Segment Start: Task input

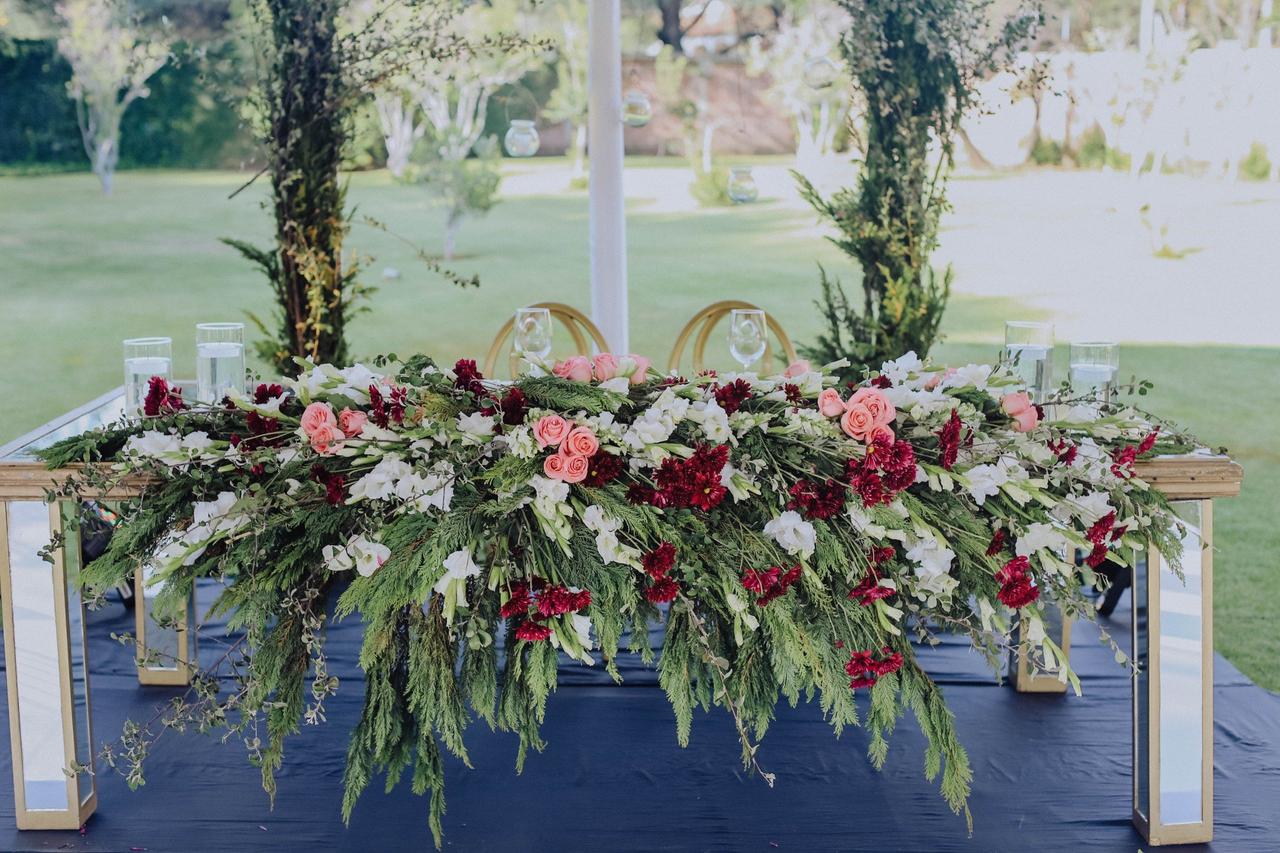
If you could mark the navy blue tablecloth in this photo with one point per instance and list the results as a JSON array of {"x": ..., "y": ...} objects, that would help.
[{"x": 1051, "y": 772}]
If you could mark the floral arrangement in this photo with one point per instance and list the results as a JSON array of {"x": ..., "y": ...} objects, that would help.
[{"x": 794, "y": 536}]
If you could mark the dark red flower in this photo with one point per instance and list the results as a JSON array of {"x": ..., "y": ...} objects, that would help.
[
  {"x": 467, "y": 377},
  {"x": 662, "y": 591},
  {"x": 769, "y": 584},
  {"x": 161, "y": 398},
  {"x": 602, "y": 469},
  {"x": 659, "y": 561},
  {"x": 949, "y": 441},
  {"x": 1015, "y": 583},
  {"x": 818, "y": 500},
  {"x": 734, "y": 395},
  {"x": 531, "y": 632},
  {"x": 513, "y": 407}
]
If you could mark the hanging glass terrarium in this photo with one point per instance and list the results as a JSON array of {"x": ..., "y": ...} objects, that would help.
[
  {"x": 521, "y": 138},
  {"x": 741, "y": 186},
  {"x": 636, "y": 109},
  {"x": 819, "y": 72}
]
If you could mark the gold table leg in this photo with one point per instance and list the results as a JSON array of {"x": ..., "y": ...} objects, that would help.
[
  {"x": 1173, "y": 693},
  {"x": 45, "y": 665}
]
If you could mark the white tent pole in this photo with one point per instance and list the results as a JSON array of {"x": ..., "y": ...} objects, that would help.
[{"x": 608, "y": 236}]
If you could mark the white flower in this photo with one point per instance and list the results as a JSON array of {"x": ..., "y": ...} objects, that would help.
[
  {"x": 368, "y": 553},
  {"x": 794, "y": 534},
  {"x": 929, "y": 557},
  {"x": 1040, "y": 536},
  {"x": 379, "y": 484},
  {"x": 897, "y": 370},
  {"x": 154, "y": 443},
  {"x": 457, "y": 566},
  {"x": 475, "y": 427},
  {"x": 984, "y": 480}
]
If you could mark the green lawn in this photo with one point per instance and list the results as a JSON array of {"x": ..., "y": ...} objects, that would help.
[{"x": 78, "y": 273}]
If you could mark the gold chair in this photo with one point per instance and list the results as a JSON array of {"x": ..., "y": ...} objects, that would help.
[
  {"x": 705, "y": 320},
  {"x": 580, "y": 328}
]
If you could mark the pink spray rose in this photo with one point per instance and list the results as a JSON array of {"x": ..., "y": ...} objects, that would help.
[
  {"x": 554, "y": 466},
  {"x": 325, "y": 437},
  {"x": 576, "y": 369},
  {"x": 606, "y": 366},
  {"x": 551, "y": 430},
  {"x": 882, "y": 410},
  {"x": 580, "y": 442},
  {"x": 641, "y": 369},
  {"x": 351, "y": 422},
  {"x": 858, "y": 420},
  {"x": 830, "y": 402},
  {"x": 798, "y": 369},
  {"x": 315, "y": 416}
]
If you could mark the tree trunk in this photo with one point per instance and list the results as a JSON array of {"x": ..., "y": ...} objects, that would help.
[{"x": 670, "y": 32}]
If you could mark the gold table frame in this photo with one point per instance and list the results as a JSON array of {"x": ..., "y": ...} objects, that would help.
[{"x": 1188, "y": 480}]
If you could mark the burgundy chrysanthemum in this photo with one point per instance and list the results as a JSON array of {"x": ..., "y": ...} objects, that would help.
[
  {"x": 531, "y": 632},
  {"x": 949, "y": 441},
  {"x": 161, "y": 398},
  {"x": 818, "y": 500},
  {"x": 771, "y": 583},
  {"x": 659, "y": 561},
  {"x": 602, "y": 469},
  {"x": 1015, "y": 583},
  {"x": 734, "y": 395}
]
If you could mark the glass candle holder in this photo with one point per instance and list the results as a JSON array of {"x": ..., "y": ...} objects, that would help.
[
  {"x": 219, "y": 360},
  {"x": 1029, "y": 350},
  {"x": 145, "y": 357},
  {"x": 1095, "y": 365}
]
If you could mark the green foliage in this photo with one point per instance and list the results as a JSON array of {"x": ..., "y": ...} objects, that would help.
[{"x": 915, "y": 64}]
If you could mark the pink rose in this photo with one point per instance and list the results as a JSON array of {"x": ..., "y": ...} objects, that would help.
[
  {"x": 798, "y": 369},
  {"x": 576, "y": 369},
  {"x": 551, "y": 430},
  {"x": 880, "y": 433},
  {"x": 882, "y": 410},
  {"x": 641, "y": 369},
  {"x": 575, "y": 466},
  {"x": 606, "y": 366},
  {"x": 325, "y": 438},
  {"x": 858, "y": 420},
  {"x": 1025, "y": 420},
  {"x": 830, "y": 402},
  {"x": 351, "y": 422},
  {"x": 315, "y": 416},
  {"x": 580, "y": 442},
  {"x": 554, "y": 466},
  {"x": 1015, "y": 404}
]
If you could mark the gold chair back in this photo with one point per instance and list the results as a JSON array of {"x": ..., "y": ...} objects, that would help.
[
  {"x": 580, "y": 328},
  {"x": 704, "y": 322}
]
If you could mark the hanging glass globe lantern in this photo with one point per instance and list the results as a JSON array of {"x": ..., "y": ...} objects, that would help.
[
  {"x": 636, "y": 109},
  {"x": 521, "y": 138},
  {"x": 819, "y": 72},
  {"x": 741, "y": 186}
]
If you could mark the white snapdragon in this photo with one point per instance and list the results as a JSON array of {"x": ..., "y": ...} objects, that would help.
[
  {"x": 794, "y": 534},
  {"x": 361, "y": 553},
  {"x": 476, "y": 428}
]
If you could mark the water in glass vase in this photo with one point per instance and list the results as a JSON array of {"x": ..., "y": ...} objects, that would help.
[
  {"x": 219, "y": 369},
  {"x": 1031, "y": 364},
  {"x": 137, "y": 374},
  {"x": 1092, "y": 379}
]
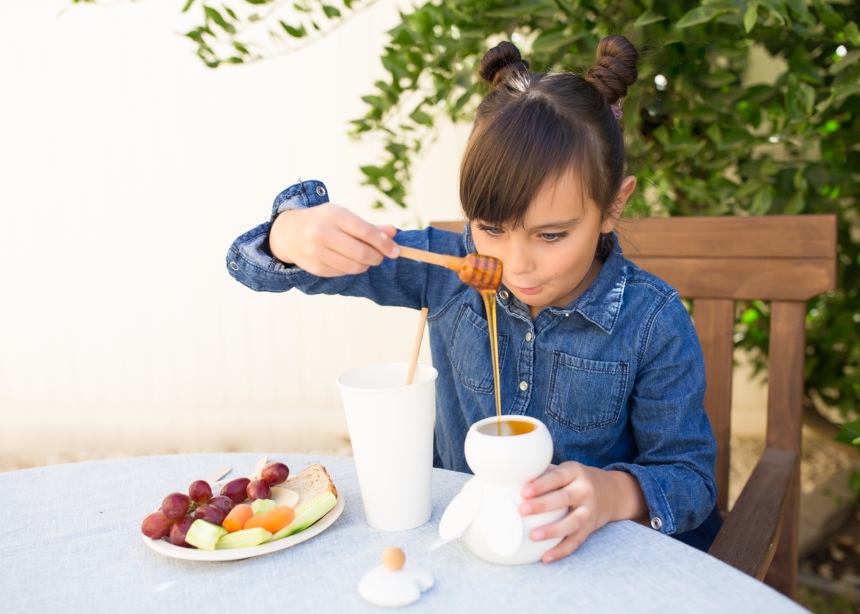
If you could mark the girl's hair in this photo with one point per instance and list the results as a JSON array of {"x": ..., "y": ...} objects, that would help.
[{"x": 535, "y": 127}]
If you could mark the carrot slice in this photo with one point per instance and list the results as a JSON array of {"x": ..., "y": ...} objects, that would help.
[
  {"x": 237, "y": 517},
  {"x": 273, "y": 520}
]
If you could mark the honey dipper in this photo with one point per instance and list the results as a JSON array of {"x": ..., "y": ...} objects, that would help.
[{"x": 480, "y": 272}]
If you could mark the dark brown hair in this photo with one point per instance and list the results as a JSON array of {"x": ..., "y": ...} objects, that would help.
[{"x": 535, "y": 127}]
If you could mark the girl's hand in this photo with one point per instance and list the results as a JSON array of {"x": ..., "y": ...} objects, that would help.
[
  {"x": 330, "y": 241},
  {"x": 595, "y": 498}
]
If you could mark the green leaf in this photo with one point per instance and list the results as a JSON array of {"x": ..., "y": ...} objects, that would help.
[
  {"x": 751, "y": 17},
  {"x": 420, "y": 117},
  {"x": 762, "y": 202},
  {"x": 295, "y": 32},
  {"x": 850, "y": 58},
  {"x": 647, "y": 18},
  {"x": 703, "y": 14},
  {"x": 376, "y": 102},
  {"x": 796, "y": 204},
  {"x": 219, "y": 20},
  {"x": 551, "y": 41}
]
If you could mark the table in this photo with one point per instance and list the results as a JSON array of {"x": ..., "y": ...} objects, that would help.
[{"x": 70, "y": 541}]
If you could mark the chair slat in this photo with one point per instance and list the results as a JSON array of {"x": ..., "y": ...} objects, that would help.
[
  {"x": 748, "y": 539},
  {"x": 784, "y": 419},
  {"x": 743, "y": 279},
  {"x": 715, "y": 322}
]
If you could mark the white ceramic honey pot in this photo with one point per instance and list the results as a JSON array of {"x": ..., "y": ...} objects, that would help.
[{"x": 486, "y": 511}]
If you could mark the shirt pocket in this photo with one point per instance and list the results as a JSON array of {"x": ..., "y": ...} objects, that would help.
[
  {"x": 586, "y": 394},
  {"x": 470, "y": 351}
]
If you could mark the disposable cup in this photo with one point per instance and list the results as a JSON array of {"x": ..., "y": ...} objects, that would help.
[{"x": 391, "y": 430}]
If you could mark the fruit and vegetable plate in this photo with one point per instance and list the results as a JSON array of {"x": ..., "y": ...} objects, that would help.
[{"x": 245, "y": 516}]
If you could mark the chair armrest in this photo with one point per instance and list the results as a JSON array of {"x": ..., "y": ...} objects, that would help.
[{"x": 749, "y": 536}]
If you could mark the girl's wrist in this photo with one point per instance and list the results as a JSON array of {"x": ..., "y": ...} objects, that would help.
[{"x": 625, "y": 498}]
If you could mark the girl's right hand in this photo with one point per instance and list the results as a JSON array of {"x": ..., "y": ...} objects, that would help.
[{"x": 330, "y": 241}]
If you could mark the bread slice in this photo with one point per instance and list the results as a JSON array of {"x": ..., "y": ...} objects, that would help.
[{"x": 309, "y": 483}]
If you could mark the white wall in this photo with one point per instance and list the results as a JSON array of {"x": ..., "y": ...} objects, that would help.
[{"x": 126, "y": 170}]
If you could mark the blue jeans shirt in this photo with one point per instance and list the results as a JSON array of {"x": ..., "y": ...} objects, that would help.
[{"x": 617, "y": 375}]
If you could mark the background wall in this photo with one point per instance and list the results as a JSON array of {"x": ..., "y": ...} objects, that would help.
[{"x": 126, "y": 170}]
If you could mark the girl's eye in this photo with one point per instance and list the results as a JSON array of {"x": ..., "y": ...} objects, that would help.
[
  {"x": 493, "y": 231},
  {"x": 552, "y": 237}
]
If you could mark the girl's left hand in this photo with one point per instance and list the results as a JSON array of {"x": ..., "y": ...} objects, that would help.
[{"x": 595, "y": 497}]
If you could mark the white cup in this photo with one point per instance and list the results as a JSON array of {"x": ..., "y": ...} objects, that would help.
[{"x": 391, "y": 430}]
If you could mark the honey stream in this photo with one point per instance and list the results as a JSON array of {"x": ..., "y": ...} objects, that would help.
[{"x": 489, "y": 297}]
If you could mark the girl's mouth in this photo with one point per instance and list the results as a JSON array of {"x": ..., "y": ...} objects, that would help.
[{"x": 529, "y": 291}]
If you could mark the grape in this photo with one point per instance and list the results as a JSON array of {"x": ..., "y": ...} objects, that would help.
[
  {"x": 210, "y": 513},
  {"x": 156, "y": 525},
  {"x": 175, "y": 505},
  {"x": 179, "y": 530},
  {"x": 200, "y": 491},
  {"x": 225, "y": 504},
  {"x": 236, "y": 489},
  {"x": 258, "y": 489},
  {"x": 275, "y": 473}
]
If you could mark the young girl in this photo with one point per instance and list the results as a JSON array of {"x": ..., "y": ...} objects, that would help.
[{"x": 600, "y": 351}]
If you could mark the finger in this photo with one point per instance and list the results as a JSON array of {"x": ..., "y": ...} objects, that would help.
[
  {"x": 553, "y": 500},
  {"x": 553, "y": 479},
  {"x": 566, "y": 547},
  {"x": 389, "y": 230},
  {"x": 333, "y": 264},
  {"x": 367, "y": 233},
  {"x": 568, "y": 525}
]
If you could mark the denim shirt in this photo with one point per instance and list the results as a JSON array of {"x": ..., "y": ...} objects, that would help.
[{"x": 617, "y": 375}]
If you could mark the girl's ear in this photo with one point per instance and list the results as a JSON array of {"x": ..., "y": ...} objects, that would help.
[{"x": 628, "y": 184}]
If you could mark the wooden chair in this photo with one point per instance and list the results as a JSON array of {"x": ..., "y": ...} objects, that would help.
[{"x": 715, "y": 261}]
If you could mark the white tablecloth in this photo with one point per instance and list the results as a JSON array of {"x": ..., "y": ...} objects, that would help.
[{"x": 70, "y": 541}]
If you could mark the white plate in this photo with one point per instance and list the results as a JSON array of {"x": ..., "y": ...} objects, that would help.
[{"x": 234, "y": 554}]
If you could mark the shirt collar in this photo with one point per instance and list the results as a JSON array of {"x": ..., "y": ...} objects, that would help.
[{"x": 600, "y": 304}]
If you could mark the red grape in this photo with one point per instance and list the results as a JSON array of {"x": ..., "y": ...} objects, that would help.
[
  {"x": 225, "y": 504},
  {"x": 258, "y": 489},
  {"x": 179, "y": 530},
  {"x": 210, "y": 513},
  {"x": 175, "y": 505},
  {"x": 275, "y": 473},
  {"x": 156, "y": 525},
  {"x": 200, "y": 491},
  {"x": 235, "y": 490}
]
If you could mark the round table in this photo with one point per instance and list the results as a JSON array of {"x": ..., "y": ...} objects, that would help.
[{"x": 71, "y": 542}]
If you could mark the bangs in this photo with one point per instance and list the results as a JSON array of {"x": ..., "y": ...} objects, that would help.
[{"x": 510, "y": 156}]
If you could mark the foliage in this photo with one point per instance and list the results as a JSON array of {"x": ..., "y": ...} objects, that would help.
[{"x": 704, "y": 138}]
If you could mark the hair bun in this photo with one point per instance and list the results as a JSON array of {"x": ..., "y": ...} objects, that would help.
[
  {"x": 499, "y": 62},
  {"x": 615, "y": 68}
]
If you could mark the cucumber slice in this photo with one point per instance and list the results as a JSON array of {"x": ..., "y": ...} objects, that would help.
[
  {"x": 204, "y": 535},
  {"x": 243, "y": 539},
  {"x": 261, "y": 506},
  {"x": 307, "y": 514}
]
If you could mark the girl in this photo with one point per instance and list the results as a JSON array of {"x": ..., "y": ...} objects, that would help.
[{"x": 599, "y": 350}]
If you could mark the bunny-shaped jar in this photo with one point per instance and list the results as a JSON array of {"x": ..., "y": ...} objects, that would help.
[{"x": 503, "y": 456}]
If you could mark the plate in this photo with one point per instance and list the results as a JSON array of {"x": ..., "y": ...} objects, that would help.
[{"x": 192, "y": 554}]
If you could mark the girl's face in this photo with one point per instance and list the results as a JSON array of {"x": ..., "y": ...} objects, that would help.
[{"x": 549, "y": 260}]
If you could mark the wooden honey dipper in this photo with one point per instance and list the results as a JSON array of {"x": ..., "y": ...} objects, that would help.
[{"x": 480, "y": 272}]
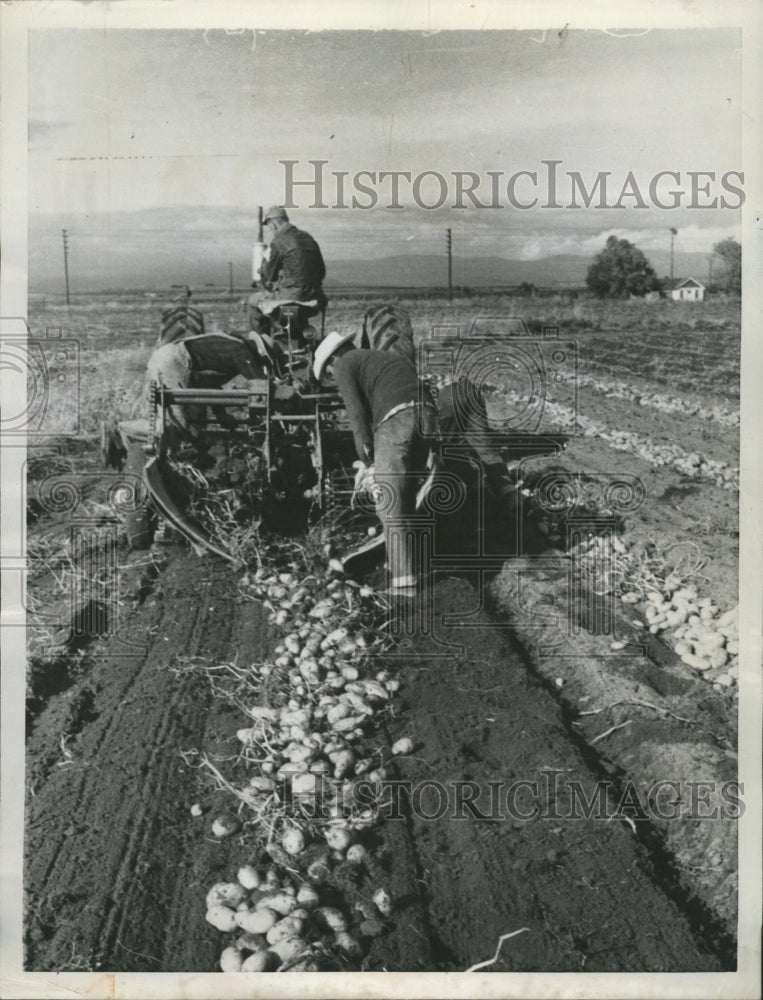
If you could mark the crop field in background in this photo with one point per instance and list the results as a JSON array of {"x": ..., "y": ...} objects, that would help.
[{"x": 648, "y": 396}]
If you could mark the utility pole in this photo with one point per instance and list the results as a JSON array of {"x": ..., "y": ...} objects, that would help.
[
  {"x": 449, "y": 240},
  {"x": 66, "y": 263}
]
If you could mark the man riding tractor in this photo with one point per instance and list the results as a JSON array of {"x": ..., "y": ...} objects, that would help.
[{"x": 292, "y": 283}]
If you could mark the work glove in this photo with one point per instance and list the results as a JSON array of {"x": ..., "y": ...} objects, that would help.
[{"x": 364, "y": 482}]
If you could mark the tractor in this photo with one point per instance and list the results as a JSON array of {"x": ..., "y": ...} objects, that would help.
[{"x": 278, "y": 438}]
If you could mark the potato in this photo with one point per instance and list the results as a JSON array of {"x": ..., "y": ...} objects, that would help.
[
  {"x": 338, "y": 711},
  {"x": 258, "y": 961},
  {"x": 307, "y": 897},
  {"x": 222, "y": 918},
  {"x": 288, "y": 927},
  {"x": 257, "y": 921},
  {"x": 288, "y": 948},
  {"x": 305, "y": 784},
  {"x": 251, "y": 942},
  {"x": 293, "y": 842},
  {"x": 338, "y": 838},
  {"x": 375, "y": 691},
  {"x": 319, "y": 871},
  {"x": 231, "y": 960},
  {"x": 348, "y": 944},
  {"x": 383, "y": 902},
  {"x": 698, "y": 662},
  {"x": 299, "y": 753},
  {"x": 249, "y": 877},
  {"x": 281, "y": 902},
  {"x": 331, "y": 917},
  {"x": 225, "y": 894},
  {"x": 307, "y": 964},
  {"x": 342, "y": 761}
]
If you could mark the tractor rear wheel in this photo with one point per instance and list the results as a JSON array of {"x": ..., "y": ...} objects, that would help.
[{"x": 140, "y": 524}]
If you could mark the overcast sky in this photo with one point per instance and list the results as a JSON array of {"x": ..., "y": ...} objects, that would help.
[{"x": 147, "y": 144}]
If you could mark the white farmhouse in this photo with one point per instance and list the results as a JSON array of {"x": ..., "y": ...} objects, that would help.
[{"x": 688, "y": 290}]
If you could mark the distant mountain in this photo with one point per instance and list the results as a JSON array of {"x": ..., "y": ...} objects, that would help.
[{"x": 404, "y": 271}]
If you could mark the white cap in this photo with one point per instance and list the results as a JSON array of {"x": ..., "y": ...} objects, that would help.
[{"x": 331, "y": 343}]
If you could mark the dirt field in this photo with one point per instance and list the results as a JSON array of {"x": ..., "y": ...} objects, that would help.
[{"x": 117, "y": 868}]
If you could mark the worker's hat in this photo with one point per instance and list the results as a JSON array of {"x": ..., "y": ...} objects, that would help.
[
  {"x": 275, "y": 212},
  {"x": 328, "y": 346}
]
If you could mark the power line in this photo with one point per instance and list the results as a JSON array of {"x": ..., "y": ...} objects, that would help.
[{"x": 66, "y": 264}]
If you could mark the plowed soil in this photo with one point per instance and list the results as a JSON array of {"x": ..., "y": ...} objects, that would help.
[{"x": 117, "y": 868}]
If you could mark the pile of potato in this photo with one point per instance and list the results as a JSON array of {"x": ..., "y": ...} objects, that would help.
[
  {"x": 306, "y": 755},
  {"x": 659, "y": 401},
  {"x": 693, "y": 464},
  {"x": 277, "y": 922},
  {"x": 704, "y": 637}
]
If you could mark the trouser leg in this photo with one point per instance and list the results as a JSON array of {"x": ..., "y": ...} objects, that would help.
[
  {"x": 399, "y": 459},
  {"x": 258, "y": 320},
  {"x": 170, "y": 366}
]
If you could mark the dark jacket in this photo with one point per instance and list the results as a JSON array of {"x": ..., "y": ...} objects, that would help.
[
  {"x": 295, "y": 268},
  {"x": 371, "y": 384},
  {"x": 224, "y": 354}
]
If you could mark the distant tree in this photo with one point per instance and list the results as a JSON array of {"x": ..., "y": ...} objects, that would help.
[
  {"x": 730, "y": 277},
  {"x": 620, "y": 270}
]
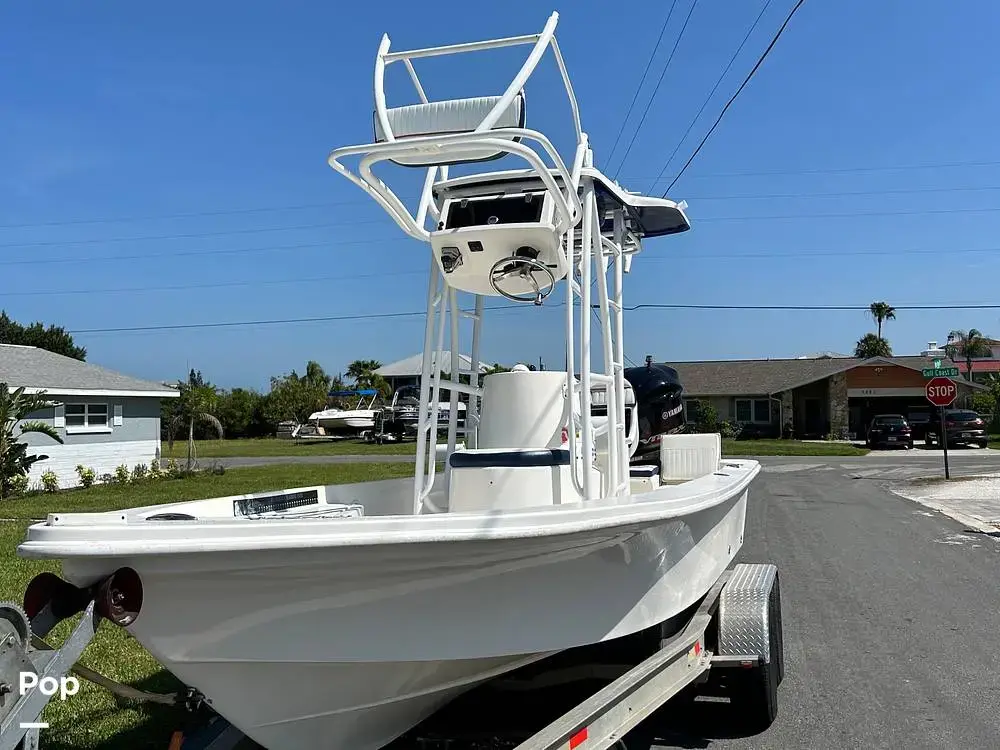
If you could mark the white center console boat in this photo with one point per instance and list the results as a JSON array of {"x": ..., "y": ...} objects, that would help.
[{"x": 373, "y": 605}]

Segment End: Task input

## Task details
Please return exactly, and only, the lines from the one containing "If you could mark the trouser" through the end of the records, with both end lines kept and every picture dropped.

## Response area
If you could mark the trouser leg in this photo with one point per instance and list the results as a JSON array of {"x": ..., "y": ...} objects, that would help.
[
  {"x": 399, "y": 459},
  {"x": 258, "y": 320},
  {"x": 170, "y": 366}
]
If you could mark the dark jacket in this photo with one point per instance and list the results as a JSON array of {"x": ..., "y": ...} objects, that would help.
[
  {"x": 295, "y": 268},
  {"x": 371, "y": 384},
  {"x": 224, "y": 354}
]
If you could mark the distant tree in this photo with one point per instance and list the results as a JSON array of {"x": ..., "y": ...} objects, that would help.
[
  {"x": 730, "y": 277},
  {"x": 620, "y": 270}
]
If you could mark the white center console boat in this photo with one point per instance and list the results as a JSON array of {"x": ..., "y": ...} objects, that would help.
[{"x": 373, "y": 605}]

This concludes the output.